Set down all of the entries below exactly, and omit the pictures.

(Region pointing data)
▼

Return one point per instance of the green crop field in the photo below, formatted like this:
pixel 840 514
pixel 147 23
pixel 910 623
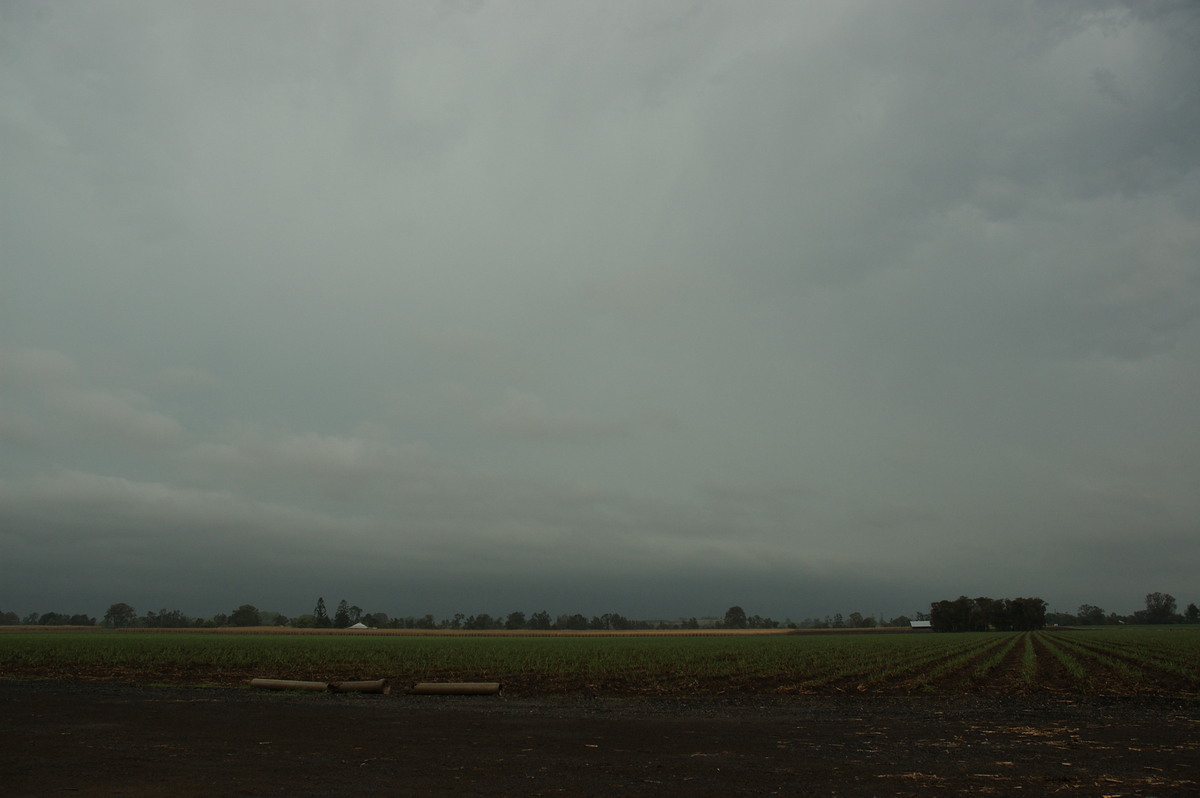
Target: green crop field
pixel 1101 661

▲

# Output below
Return one point per instance of the green crop field in the photo below, formatted like this:
pixel 840 514
pixel 147 23
pixel 910 623
Target: green crop field
pixel 1101 661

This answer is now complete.